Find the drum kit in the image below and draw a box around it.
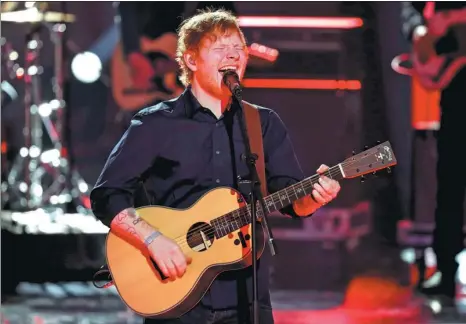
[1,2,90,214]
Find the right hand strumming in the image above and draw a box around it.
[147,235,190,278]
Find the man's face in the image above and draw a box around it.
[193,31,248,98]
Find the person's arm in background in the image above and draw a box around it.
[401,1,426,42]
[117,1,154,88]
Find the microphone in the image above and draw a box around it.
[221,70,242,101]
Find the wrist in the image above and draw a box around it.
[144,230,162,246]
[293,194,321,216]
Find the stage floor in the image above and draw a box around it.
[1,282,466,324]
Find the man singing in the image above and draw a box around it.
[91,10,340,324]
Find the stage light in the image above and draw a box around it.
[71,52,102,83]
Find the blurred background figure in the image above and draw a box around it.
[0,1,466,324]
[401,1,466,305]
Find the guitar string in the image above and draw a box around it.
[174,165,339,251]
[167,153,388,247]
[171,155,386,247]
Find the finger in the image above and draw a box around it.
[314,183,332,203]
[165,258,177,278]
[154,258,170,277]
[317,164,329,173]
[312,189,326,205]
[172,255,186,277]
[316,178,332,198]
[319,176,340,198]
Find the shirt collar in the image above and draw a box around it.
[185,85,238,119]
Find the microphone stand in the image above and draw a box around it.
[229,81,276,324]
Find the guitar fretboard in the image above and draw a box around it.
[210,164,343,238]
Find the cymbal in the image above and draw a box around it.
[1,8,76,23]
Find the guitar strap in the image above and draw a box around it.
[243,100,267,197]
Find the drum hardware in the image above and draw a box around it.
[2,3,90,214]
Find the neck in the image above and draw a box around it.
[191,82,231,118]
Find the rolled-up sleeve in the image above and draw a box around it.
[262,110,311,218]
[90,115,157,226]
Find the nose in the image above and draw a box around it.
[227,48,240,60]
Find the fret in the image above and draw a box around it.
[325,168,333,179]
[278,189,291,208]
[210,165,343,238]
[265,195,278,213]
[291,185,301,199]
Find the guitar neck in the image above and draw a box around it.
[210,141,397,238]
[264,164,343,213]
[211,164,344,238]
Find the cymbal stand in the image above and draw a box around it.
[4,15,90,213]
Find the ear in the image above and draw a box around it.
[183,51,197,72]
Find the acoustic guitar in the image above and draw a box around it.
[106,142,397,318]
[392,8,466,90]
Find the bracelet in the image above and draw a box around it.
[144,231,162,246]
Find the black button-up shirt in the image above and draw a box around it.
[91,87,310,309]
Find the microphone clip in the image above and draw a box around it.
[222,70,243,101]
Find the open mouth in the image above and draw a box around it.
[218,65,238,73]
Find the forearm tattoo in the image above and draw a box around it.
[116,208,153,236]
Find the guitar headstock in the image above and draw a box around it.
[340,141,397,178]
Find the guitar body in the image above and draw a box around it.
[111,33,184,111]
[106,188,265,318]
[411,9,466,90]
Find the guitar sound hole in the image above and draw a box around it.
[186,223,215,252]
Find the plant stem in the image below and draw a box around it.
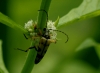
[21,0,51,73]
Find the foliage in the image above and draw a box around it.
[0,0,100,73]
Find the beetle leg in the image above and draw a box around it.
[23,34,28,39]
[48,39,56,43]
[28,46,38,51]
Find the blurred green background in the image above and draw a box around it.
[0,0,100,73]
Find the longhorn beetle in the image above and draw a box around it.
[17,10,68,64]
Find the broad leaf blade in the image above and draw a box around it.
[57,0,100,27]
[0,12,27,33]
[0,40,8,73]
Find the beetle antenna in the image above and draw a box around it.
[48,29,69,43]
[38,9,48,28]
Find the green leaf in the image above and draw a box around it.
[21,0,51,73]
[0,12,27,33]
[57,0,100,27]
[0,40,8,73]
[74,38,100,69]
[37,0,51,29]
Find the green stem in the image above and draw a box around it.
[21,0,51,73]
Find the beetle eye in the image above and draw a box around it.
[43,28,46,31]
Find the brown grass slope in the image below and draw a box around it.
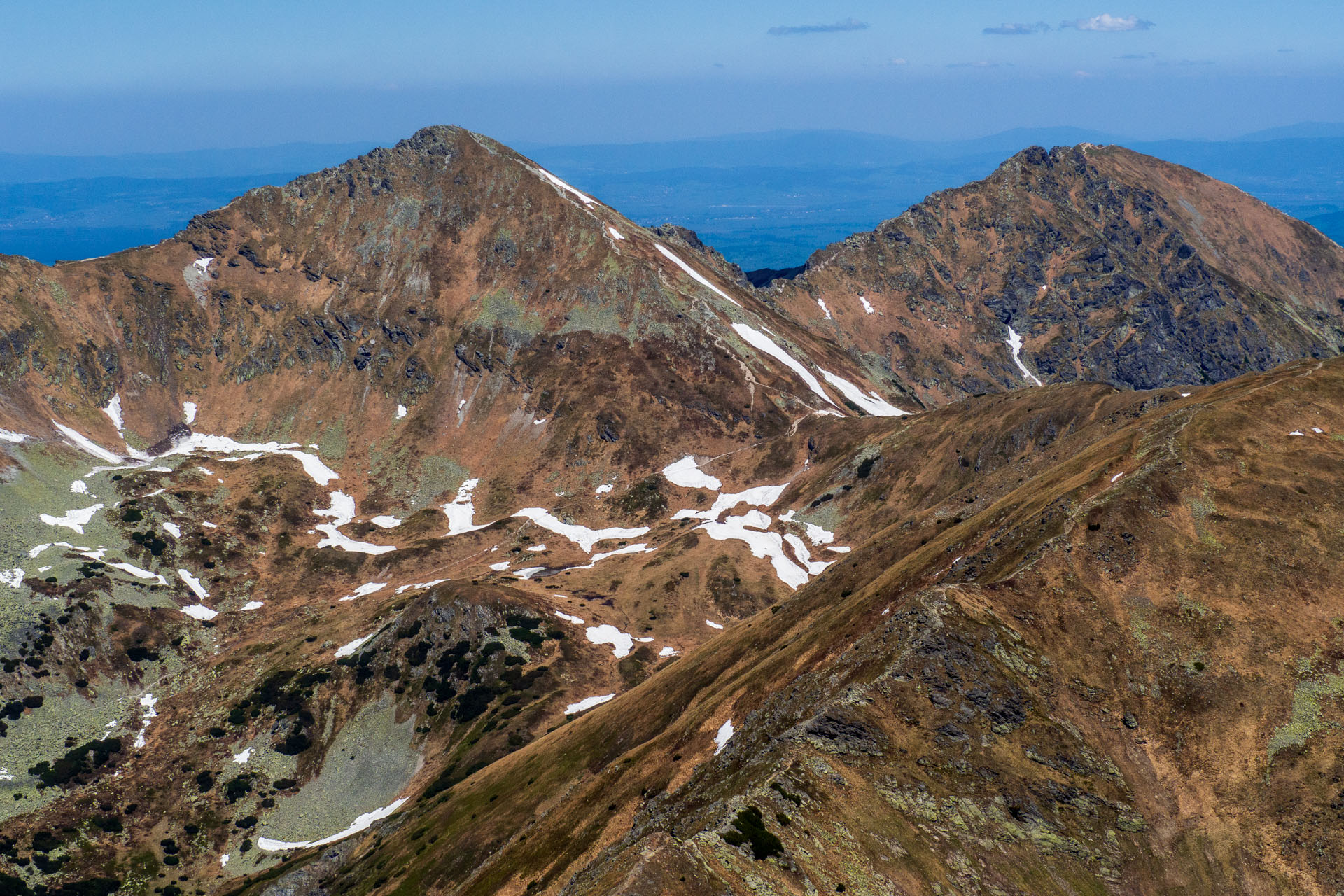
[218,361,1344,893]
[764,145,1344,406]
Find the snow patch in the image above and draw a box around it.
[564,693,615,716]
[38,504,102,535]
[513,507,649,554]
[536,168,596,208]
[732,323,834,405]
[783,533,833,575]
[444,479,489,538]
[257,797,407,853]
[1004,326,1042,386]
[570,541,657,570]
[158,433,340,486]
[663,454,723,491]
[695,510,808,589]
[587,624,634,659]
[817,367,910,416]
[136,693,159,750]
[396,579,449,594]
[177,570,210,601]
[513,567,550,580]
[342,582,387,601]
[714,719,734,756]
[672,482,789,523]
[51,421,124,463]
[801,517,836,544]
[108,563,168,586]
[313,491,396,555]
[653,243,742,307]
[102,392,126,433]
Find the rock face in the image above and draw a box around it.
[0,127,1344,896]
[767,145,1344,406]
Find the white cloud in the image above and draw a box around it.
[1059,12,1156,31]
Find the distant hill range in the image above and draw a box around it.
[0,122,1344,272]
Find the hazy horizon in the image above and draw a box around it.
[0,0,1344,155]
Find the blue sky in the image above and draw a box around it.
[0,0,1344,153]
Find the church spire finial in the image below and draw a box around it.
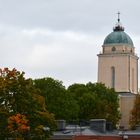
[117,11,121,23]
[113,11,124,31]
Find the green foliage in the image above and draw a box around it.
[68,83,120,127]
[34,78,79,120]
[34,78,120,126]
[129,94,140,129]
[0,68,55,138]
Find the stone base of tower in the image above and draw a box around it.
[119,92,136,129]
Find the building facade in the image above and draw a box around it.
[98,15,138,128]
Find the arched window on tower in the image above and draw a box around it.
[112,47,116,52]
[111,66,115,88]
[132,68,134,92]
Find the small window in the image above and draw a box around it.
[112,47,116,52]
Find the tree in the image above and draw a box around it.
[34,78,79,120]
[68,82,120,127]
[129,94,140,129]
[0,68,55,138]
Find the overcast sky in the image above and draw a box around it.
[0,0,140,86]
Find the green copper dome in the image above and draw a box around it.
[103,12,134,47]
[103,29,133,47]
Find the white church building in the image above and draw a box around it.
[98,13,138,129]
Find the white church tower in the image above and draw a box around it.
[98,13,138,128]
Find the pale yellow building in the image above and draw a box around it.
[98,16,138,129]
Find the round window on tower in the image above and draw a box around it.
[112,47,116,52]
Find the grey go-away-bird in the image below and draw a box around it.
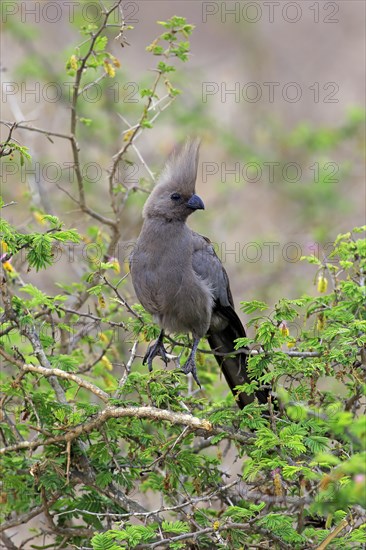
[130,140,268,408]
━━━━━━━━
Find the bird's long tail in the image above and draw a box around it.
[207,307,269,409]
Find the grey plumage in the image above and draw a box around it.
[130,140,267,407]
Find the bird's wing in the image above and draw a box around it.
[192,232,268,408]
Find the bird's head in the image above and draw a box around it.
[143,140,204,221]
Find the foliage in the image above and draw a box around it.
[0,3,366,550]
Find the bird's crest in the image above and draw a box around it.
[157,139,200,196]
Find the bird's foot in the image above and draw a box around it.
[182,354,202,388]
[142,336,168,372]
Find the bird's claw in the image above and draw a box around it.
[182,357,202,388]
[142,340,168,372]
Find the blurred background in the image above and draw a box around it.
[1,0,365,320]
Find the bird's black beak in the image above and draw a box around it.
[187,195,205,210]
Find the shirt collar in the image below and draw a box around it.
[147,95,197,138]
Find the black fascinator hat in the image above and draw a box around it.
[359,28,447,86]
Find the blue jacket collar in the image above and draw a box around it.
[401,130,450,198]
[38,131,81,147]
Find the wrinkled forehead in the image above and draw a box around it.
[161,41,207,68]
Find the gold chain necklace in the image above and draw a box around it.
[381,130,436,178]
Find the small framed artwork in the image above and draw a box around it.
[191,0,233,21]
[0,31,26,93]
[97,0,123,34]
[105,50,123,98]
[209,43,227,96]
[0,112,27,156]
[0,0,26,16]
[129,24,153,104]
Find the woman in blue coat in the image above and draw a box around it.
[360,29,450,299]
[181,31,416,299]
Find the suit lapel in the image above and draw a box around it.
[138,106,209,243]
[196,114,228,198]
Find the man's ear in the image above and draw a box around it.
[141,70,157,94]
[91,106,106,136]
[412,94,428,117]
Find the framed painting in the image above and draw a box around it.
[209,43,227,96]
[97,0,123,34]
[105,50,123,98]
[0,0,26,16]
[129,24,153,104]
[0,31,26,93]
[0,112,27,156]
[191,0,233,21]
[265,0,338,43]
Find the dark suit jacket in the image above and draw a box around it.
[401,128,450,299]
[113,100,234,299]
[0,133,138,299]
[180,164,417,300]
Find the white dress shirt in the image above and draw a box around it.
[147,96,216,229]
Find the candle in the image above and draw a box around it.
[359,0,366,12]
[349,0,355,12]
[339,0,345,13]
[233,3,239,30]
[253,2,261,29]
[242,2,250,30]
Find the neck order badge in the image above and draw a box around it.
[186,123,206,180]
━━━━━━━━
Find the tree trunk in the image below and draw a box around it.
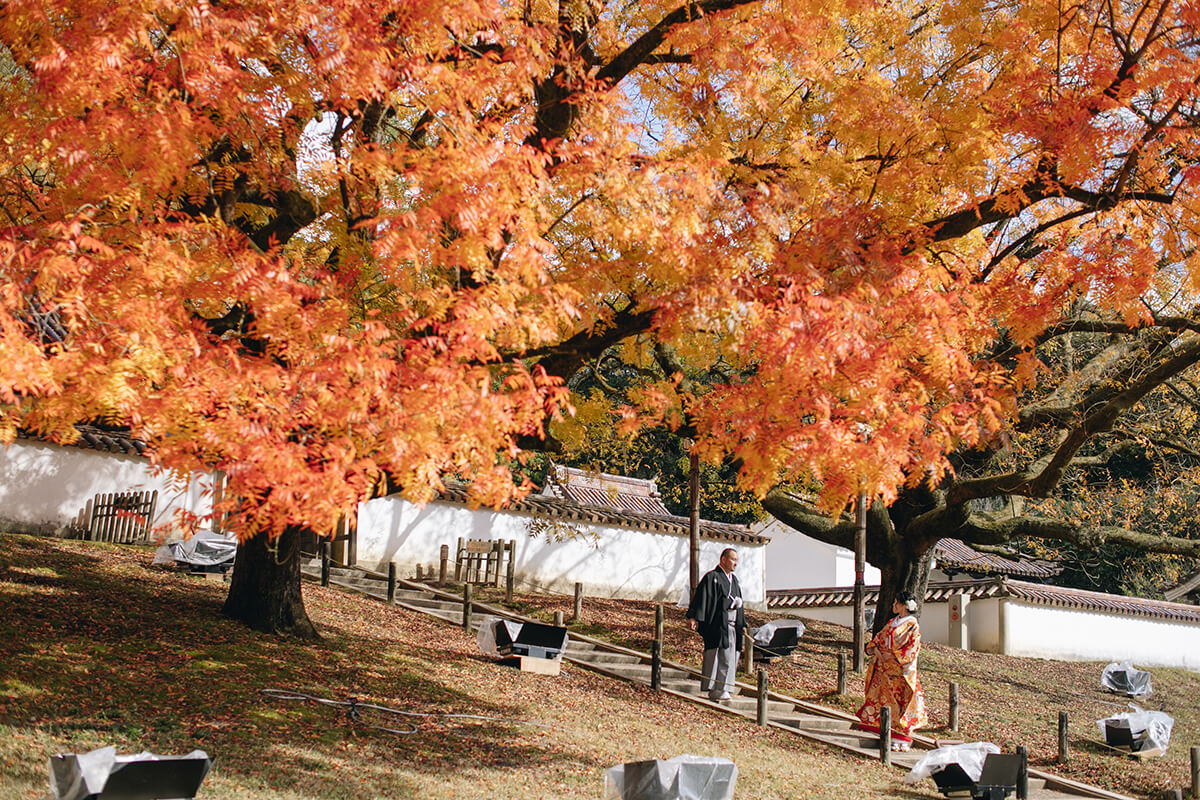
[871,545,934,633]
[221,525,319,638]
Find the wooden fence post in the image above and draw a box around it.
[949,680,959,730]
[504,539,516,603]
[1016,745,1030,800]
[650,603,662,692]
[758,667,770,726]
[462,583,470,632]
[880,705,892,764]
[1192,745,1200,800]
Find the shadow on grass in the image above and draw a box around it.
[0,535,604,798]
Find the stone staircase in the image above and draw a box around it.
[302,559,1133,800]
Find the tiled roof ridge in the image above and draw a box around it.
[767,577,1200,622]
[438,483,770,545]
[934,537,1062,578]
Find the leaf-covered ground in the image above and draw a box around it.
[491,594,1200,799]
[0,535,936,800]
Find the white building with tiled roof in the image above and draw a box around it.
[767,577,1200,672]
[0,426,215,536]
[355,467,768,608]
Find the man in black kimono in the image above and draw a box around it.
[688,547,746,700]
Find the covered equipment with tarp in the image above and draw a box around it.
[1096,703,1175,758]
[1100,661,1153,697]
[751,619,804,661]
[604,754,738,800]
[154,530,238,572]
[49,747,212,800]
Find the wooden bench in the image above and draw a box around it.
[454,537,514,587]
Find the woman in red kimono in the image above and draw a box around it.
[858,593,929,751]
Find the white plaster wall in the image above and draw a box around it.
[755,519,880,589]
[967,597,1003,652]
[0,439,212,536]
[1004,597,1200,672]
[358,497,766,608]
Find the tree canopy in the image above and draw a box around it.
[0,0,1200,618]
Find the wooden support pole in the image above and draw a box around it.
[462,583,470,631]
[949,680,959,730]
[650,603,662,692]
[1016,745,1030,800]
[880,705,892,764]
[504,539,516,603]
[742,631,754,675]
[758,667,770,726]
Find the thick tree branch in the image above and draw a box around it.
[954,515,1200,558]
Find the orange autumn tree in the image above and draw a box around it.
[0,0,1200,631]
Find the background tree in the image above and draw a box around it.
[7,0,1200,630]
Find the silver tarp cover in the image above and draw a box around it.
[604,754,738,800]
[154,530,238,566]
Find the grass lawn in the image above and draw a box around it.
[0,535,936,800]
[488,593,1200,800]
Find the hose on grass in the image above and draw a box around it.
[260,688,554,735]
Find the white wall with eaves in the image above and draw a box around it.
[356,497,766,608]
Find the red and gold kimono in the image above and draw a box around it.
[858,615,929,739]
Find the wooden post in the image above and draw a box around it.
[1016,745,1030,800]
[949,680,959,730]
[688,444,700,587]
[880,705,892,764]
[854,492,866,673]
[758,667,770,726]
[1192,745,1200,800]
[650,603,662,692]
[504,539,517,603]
━━━━━━━━
» **STATED EXERCISE**
Take the lines of the records from the one containing "Find the overcast" through the one containing "[98,13,138,128]", both included, and rewrite them as a numbered list with any blank lines left out.

» **ANSWER TO THE PROBLEM**
1. Find the overcast sky in the image above and draw a box around it.
2. [0,0,140,86]
3. Find the green copper dome in the image above and draw a box around it.
4. [103,12,134,47]
5. [103,29,133,47]
6. Find the white church building in the image above and draw a box around it.
7. [98,13,138,129]
8. Find the white church tower in the image above and draw a box around it.
9. [98,13,138,128]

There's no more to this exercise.